● **GOAL**
Repeat every line below exactly as it reads.

[Pointing records]

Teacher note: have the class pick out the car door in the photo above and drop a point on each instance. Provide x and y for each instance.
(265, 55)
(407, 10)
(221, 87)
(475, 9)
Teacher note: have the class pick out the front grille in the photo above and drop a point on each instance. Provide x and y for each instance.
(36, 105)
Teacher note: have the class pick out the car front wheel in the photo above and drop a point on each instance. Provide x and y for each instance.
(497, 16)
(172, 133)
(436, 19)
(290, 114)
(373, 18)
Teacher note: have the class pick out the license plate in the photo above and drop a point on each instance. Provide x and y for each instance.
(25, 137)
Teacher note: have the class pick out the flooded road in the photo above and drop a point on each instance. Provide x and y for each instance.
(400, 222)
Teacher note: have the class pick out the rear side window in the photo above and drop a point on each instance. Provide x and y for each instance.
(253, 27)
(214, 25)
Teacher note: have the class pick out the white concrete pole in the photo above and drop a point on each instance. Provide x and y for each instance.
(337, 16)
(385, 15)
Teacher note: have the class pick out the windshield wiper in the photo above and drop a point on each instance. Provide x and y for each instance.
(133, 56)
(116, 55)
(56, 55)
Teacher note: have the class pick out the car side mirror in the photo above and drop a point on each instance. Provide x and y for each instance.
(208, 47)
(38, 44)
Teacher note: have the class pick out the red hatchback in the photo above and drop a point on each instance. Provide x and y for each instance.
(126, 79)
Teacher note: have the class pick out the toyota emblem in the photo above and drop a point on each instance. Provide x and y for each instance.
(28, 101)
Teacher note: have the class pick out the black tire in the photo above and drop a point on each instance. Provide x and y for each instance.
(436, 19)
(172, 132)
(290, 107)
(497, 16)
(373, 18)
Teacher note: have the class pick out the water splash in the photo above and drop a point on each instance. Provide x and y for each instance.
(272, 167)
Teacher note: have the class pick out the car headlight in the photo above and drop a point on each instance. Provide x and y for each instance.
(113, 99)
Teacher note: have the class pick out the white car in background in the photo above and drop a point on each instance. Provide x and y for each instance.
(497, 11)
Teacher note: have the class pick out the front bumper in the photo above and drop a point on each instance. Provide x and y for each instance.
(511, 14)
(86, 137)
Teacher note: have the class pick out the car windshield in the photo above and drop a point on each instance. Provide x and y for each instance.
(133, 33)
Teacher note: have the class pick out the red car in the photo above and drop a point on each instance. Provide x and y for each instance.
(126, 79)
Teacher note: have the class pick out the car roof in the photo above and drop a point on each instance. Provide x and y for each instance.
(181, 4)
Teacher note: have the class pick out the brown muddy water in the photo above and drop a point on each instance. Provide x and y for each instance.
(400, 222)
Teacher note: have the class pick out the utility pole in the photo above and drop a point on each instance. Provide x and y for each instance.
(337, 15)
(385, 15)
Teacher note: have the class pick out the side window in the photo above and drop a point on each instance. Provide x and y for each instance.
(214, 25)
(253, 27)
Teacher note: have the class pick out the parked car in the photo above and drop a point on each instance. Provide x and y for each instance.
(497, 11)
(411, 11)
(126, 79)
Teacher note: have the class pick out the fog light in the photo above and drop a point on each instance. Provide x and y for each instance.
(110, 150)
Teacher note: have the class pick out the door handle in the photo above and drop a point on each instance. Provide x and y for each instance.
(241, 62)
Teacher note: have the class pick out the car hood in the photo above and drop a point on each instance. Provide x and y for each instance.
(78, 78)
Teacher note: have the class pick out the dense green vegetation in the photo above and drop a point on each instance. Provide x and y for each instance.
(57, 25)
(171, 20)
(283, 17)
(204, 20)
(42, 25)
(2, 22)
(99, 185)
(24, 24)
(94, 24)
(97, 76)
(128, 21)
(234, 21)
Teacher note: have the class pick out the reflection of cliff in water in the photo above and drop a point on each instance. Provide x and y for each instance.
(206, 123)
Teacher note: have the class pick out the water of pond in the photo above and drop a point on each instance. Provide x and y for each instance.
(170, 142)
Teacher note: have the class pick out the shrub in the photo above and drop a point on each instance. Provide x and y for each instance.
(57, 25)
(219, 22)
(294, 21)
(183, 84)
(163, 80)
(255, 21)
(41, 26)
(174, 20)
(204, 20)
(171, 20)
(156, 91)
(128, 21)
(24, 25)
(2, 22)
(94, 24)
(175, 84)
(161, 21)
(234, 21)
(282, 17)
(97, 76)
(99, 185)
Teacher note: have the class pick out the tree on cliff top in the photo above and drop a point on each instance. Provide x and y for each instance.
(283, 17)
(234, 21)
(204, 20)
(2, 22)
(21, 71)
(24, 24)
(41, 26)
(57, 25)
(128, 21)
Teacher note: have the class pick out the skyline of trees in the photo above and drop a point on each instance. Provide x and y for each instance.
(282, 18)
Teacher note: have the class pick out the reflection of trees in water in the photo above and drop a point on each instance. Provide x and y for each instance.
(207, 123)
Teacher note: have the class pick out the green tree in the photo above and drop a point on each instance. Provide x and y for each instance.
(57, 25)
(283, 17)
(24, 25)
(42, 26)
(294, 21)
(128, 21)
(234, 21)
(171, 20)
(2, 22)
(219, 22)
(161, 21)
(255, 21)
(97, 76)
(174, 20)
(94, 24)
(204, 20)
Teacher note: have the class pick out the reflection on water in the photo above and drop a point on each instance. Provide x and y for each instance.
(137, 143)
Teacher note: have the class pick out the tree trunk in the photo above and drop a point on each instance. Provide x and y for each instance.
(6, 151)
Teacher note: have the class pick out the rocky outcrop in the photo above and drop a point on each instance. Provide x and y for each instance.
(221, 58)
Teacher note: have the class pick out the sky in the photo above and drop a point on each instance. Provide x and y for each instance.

● **SOLUTION FOR THIS TASK**
Teacher note: have the class pick out the car door in the photo above and drop a point on each instance. Provide x and y for each instance.
(265, 55)
(407, 10)
(221, 87)
(475, 9)
Teacher note: have the class pick out the front grille in the photo above and drop a point on each instance. Provide x and y for each instance.
(36, 105)
Teacher note: have the class pick out the car front wheel in the photo above and drop a point on each instance. Provide x and y for each instance.
(497, 16)
(172, 133)
(436, 19)
(290, 114)
(373, 18)
Teacher note: have the class pick out the license plate in the photo above and drop a point on each instance. Provide x and y for each instance.
(25, 137)
Teacher note: have the class pick out the flooded road in the photo above and drop a point on each instance. Provide x and y for each instance.
(400, 222)
Teacher note: have the class pick out the rear side window in the photo above and drop a point on each instance. Provide x and y for each instance.
(253, 27)
(214, 25)
Teacher note: have the class pick out the white concrete pole in the photo above and drop a point on each instance. Provide x and y for each instance.
(337, 16)
(385, 15)
Teacher note: have the class pick out the windshield wiper in the photo above and drop a point on each instance. Provide x and y for each instance.
(133, 56)
(116, 55)
(56, 55)
Teacher note: have the class pick out the car side mirror in the photo above and drop a point on each instance. Provide x and y for each instance.
(208, 47)
(38, 44)
Teacher note: have the class pick out the red hatchback in the photo above and drop a point on each instance. Provide x and y for each instance.
(126, 79)
Teacher note: have the class pick out the toyota emblem in the photo above and drop a point on each instance. Provide x and y for each instance.
(28, 101)
Teacher note: have the class pick out the black tire in the photo above and drop a point on each instance. Provide x and y for each instance.
(436, 19)
(172, 132)
(290, 107)
(497, 16)
(373, 18)
Teacher note: have the class pick out the water splash in the photo above and drop a point on each instance. Provide x and y for each instance.
(272, 167)
Teacher note: have the class pick out the car headlight in the photo above and drop a point on each instance. Provide x and y for each instance.
(113, 99)
Teacher note: have the class pick out the white car in background in the photo above and drop a point on each instance. Provide x and y for each instance.
(497, 11)
Teacher note: have the class pick out the front bumper in the photo above and drop a point on each instance. Provide x and y for each instance.
(511, 14)
(86, 137)
Teacher note: have the class pick out the car windshield in the photo above and drop a point on each instance. Provide x and y for each instance.
(133, 33)
Teacher note: have the class pick out the red car in the photo above and drop a point on each instance. Provide x and y for each instance.
(126, 79)
Teacher note: have the class pick out the car roof in the photo above and drop a point on each instance. Provide x and y for each instance.
(181, 4)
Teacher note: have the class pick out the brown muddy water in the photo above and drop a point on each instance. Provide x and y for each instance.
(400, 222)
Teacher note: have the class pick out the utility pole in the photo above and drop a point on each instance. Provide x and y for each instance.
(337, 15)
(385, 15)
Teacher note: have the class pick out the side window in the photo above and drop a point on each instance. Provide x and y for each instance.
(214, 25)
(253, 27)
Teacher note: have the class pick out the parked car in the photo above and drop a point on each instance. Provide x and y for each instance.
(497, 11)
(411, 11)
(126, 79)
Teacher note: have the class pick out the fog light in the photo above and drop a point on each instance. Provide x and y for each instance.
(110, 150)
Teacher note: have the class pick out the door handle in the photo above and drop a point on each instance. Provide x and y for each instance.
(241, 62)
Teacher note: have the class pick out the car hood in the photo above and drop a point on each instance. Provide x and y for each instance.
(78, 78)
Teacher note: have the class pick out the dense green vegetation in the photo above and drop a point on each instance. Provide x and y for each instance.
(57, 25)
(171, 20)
(283, 17)
(204, 20)
(42, 25)
(2, 22)
(99, 185)
(24, 24)
(94, 24)
(97, 76)
(128, 21)
(234, 21)
Teacher note: have the class pick out the reflection of cliff in water in the photo above and drop a point on each instance. Provide x and y for each instance.
(206, 123)
Teacher note: have the class pick out the water of pond in the photo above and drop a point on each instance. Provide x and y for each instance.
(170, 142)
Teacher note: have the class pick out the shrub in the photo above and drop a point on each instance. Provide x and y for each instance.
(57, 25)
(219, 22)
(294, 21)
(183, 84)
(163, 80)
(255, 21)
(41, 26)
(174, 20)
(204, 20)
(171, 20)
(156, 91)
(128, 21)
(24, 25)
(2, 22)
(94, 24)
(175, 84)
(161, 21)
(234, 21)
(282, 17)
(97, 76)
(99, 185)
Teacher note: have the class pick out the tree on cliff top in the photo above and drop a point on each instance. Provide x and y for each instance.
(283, 17)
(234, 21)
(204, 20)
(2, 22)
(21, 71)
(24, 24)
(41, 26)
(57, 25)
(128, 21)
Teacher note: have the class pick out the skyline of trees in the photo above and drop a point on each instance. Provide x and y for each instance.
(282, 18)
Teacher note: have the class pick out the reflection of trees in water in the photo above and drop a point on each instance. Provide x and y for each instance.
(207, 123)
Teacher note: have the class pick out the green tree in the photo above and drop a point on each instance. Provide x and y for each instance.
(57, 25)
(283, 17)
(24, 25)
(42, 26)
(294, 21)
(128, 21)
(234, 21)
(171, 20)
(2, 22)
(219, 22)
(161, 21)
(255, 21)
(97, 76)
(174, 20)
(94, 24)
(204, 20)
Teacher note: have the class pick out the reflection on water in the photo above and drop a point on each instance. Provide x and y for each instance.
(137, 143)
Teacher note: have the class pick out the tree trunk in the photo above and drop a point on each instance. Provide x and y for each instance.
(6, 151)
Teacher note: have the class pick out the rocky outcrop in the photo above and drop a point on each instance. Provide x and y for each instance.
(221, 58)
Teacher note: have the class pick out the sky in the photo above and drop a point on each instance. Provide x and y for each instance.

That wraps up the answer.